Exercise aim ▸ Reproduce the case note below on the Gertner insolvency litigation in full, word for word.

Start of Reading text

The litigation connected with Mr Gertner’s insolvency already has a long history (see the reports at [2017] EWHC 111 (Ch),  [2018] EWCA Civ 1781 and [2019] EWHC 1839 (Ch)). The latest contribution comes in the form of a dense judgment of Marcus Smith J, Gertner & Anor v CFL Finance Ltd [2020] EWHC 1241 (Ch),  allowing an appeal from the decision of Chief ICC Judge Briggs to make a bankruptcy order (see the last of the three cases cited above).

 

The facts are convoluted. In a nutshell, in 2015 CFL presented a bankruptcy petition  against Mr Gertner, but he managed to see it off by securing the approval of an IVA providing a  modest return to creditors on the basis of approval from a creditor, Kaupthing hf, holding over 90% of the votes. Two creditors voted to reject, one being CFL, a creditor for £12m odd, but that amounted to under 2% of total creditor claims.

 

The approval of the IVA was challenged and ultimately overturned by the Court of Appeal on the basis that, unknown to the general body of creditors, Kaupthing had entered into a settlement agreement with a number of parties: Mr Gertner, his brother, and Laser Trust, a creditor connected to a Mr Levison who was the source of the third party injection of funds on which the IVA was based. The Court of Appeal accepted that there had been a material irregularity because the agreement benefitted Kaupthing but not the other creditors.

End of Reading text
Start of Information supplied

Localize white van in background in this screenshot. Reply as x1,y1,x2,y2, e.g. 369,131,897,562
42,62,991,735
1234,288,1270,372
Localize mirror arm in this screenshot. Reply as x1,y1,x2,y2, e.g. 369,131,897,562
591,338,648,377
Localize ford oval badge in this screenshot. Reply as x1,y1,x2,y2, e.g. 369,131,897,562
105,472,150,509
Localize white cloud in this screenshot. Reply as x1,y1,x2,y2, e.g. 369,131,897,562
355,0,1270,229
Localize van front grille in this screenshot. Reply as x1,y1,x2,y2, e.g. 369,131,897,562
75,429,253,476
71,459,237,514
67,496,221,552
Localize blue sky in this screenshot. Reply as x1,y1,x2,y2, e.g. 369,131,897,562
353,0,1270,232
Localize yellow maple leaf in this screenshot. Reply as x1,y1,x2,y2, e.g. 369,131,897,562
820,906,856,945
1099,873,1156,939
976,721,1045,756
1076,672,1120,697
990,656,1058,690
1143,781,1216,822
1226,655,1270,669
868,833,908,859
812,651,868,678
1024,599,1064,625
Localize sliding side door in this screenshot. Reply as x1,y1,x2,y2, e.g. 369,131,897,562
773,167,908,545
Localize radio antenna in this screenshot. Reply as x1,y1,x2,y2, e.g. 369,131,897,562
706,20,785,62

End of Information supplied

Written reply ▸
The litigation connected with Mr Gertner’s insolvency already has a long history (see the reports at [2017] EWHC 111 (Ch),  [2018] EWCA Civ 1781 and [2019] EWHC 1839 (Ch)). The latest contribution comes in the form of a dense judgment of Marcus Smith J, Gertner & Anor v CFL Finance Ltd [2020] EWHC 1241 (Ch),  allowing an appeal from the decision of Chief ICC Judge Briggs to make a bankruptcy order (see the last of the three cases cited above).

 

The facts are convoluted. In a nutshell, in 2015 CFL presented a bankruptcy petition  against Mr Gertner, but he managed to see it off by securing the approval of an IVA providing a  modest return to creditors on the basis of approval from a creditor, Kaupthing hf, holding over 90% of the votes. Two creditors voted to reject, one being CFL, a creditor for £12m odd, but that amounted to under 2% of total creditor claims.

 

The approval of the IVA was challenged and ultimately overturned by the Court of Appeal on the basis that, unknown to the general body of creditors, Kaupthing had entered into a settlement agreement with a number of parties: Mr Gertner, his brother, and Laser Trust, a creditor connected to a Mr Levison who was the source of the third party injection of funds on which the IVA was based. The Court of Appeal accepted that there had been a material irregularity because the agreement benefitted Kaupthing but not the other creditors.